:: Pagina ::
..........

Ma anche no. Perché almeno una domanda è lecita. La solita, peraltro.
Io non volevo parlare di Silvia Romano. Davvero: non volevo. E non ne avrei parlato, se non avessi cambiato idea. Sulla sua conversione all’islam mi ero fatto subito un’opinione abbastanza precisa, riassumibile in due parole: «Ma ‘sticazzi?». Ovvero: sono contento che sia tornata, ma se da cattobigotta si è trasformata in islamobigotta sono affari suoi. Eppure…
…eppure, nel ripensarci, mi sono accorto del mio condizionamento pavloviano: se i fascisti affermano X, allora io devo concludere non-X. Nel caso specifico: se i fascisti aggrediscono Silvia, io, non potendo difendere la sua scelta di diventare musulmana, devo per lo meno sostenere che sono affari suoi. Ma così non va bene: proprio perché m’importa una sega della feccia fascista, io devo formulare un pensiero autonomo. Pensiero che si concretizza in una domanda. E, se mi conosci anche solo un po’, puoi immaginarla da te.
Dunque Silvia Romano, sequestrata dai fanatici islamisti e infine liberata dopo un anno e mezzo di prigionia, all’arrivo in Italia dichiara, fra le altre cose, di essersi convertita all’islam in modo spontaneo e di aver assunto il nome Aisha. E si presenta intabarrata nel jilbab, l’abito casto e modesto indossato da molte donne musulmane per rispettare le prescrizioni del Corano:
E di’ alle credenti di abbassare i loro sguardi ed essere caste e di non mostrare, dei loro ornamenti, se non quello che appare; di lasciar scendere il loro velo fin sul petto e non mostrare i loro ornamenti ad altri che ai loro mariti, ai loro padri, ai padri dei loro mariti, ai loro figli, ai figli dei loro mariti, ai loro fratelli, ai figli dei loro fratelli, ai figli delle loro sorelle, alle loro donne, alle schiave che possiedono, ai servi maschi che non hanno desiderio, ai ragazzi impuberi che non hanno interesse per le parti nascoste delle donne. E non battano i piedi, sì da mostrare gli ornamenti che celano. Tornate pentiti ad Allah tutti quanti, o credenti, affinché possiate prosperare.

..........

:: Informazioni estratte ::
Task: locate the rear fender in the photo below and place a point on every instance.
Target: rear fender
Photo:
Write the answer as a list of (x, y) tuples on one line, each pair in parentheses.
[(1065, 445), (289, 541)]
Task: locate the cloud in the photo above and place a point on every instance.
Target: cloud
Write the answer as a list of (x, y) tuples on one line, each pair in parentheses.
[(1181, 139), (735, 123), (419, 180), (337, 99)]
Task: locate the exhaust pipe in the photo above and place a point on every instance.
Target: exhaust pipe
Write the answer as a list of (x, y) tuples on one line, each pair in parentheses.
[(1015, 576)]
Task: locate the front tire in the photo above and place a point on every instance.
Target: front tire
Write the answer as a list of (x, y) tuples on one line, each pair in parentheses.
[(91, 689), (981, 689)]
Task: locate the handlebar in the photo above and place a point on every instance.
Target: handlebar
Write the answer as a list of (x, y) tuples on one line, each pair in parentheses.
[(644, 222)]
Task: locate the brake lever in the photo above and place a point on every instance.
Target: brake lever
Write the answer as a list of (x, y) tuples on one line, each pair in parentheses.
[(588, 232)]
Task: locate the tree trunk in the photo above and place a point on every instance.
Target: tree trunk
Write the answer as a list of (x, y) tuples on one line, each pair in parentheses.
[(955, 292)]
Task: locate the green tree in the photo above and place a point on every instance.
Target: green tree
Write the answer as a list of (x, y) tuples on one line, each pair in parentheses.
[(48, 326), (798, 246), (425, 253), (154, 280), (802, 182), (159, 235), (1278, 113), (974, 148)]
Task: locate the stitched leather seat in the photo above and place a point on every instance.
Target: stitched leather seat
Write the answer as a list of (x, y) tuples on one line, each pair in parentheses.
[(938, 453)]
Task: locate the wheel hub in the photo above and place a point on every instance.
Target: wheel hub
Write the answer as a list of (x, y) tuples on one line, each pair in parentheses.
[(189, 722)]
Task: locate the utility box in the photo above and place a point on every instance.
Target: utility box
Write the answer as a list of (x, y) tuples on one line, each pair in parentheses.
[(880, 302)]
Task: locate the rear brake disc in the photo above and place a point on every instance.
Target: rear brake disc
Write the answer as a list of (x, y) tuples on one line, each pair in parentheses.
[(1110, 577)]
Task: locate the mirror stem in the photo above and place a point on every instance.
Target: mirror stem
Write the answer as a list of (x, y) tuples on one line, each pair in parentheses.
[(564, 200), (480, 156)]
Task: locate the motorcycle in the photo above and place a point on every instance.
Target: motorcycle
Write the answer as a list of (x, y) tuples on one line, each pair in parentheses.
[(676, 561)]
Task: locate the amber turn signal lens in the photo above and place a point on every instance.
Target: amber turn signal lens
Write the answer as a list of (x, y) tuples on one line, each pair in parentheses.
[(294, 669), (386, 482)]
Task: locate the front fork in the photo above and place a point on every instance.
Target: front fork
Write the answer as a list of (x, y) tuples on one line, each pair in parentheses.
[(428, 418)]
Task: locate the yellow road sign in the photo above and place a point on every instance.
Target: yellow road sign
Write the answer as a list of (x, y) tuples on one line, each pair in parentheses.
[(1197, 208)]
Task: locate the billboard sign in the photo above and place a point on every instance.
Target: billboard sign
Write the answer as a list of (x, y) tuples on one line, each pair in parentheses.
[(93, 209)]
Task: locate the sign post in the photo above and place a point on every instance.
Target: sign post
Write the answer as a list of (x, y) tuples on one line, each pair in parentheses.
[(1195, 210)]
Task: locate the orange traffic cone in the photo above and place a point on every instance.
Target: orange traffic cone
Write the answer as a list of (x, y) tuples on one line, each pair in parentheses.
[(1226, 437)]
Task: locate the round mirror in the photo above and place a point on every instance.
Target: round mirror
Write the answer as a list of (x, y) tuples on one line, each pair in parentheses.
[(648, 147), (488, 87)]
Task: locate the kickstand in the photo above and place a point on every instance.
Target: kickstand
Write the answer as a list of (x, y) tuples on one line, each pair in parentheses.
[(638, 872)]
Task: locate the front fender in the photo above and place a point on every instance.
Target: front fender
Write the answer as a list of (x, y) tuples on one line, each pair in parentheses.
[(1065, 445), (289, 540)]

..........

:: Obiettivo 1 ::
Ricopia dalla pagina su Silvia Romano il brano che inizia con le parole "Io non volevo" e termina dopo "immaginarla da te.".
:: Obiettivo 2 ::
Nella pagina su Silvia Romano, perché chi scrive non si accontenta più di dire che la conversione sono affari suoi e sente di dover formulare un pensiero autonomo?

:: Risposta 1 ::
Io non volevo parlare di Silvia Romano. Davvero: non volevo. E non ne avrei parlato, se non avessi cambiato idea. Sulla sua conversione all’islam mi ero fatto subito un’opinione abbastanza precisa, riassumibile in due parole: «Ma ‘sticazzi?». Ovvero: sono contento che sia tornata, ma se da cattobigotta si è trasformata in islamobigotta sono affari suoi. Eppure…
…eppure, nel ripensarci, mi sono accorto del mio condizionamento pavloviano: se i fascisti affermano X, allora io devo concludere non-X. Nel caso specifico: se i fascisti aggrediscono Silvia, io, non potendo difendere la sua scelta di diventare musulmana, devo per lo meno sostenere che sono affari suoi. Ma così non va bene: proprio perché m’importa una sega della feccia fascista, io devo formulare un pensiero autonomo. Pensiero che si concretizza in una domanda. E, se mi conosci anche solo un po’, puoi immaginarla da te.

:: Risposta 2 ::
Ripensandoci, chi scrive si accorge di un condizionamento pavloviano: se i fascisti affermano X, si sente obbligato a concludere non-X. Quindi, poiché i fascisti aggrediscono Silvia, ripiega sul sostenere che sono affari suoi. Proprio perché non gli importa nulla dei fascisti, ritiene invece di dover formulare un pensiero autonomo, che prende la forma di una domanda.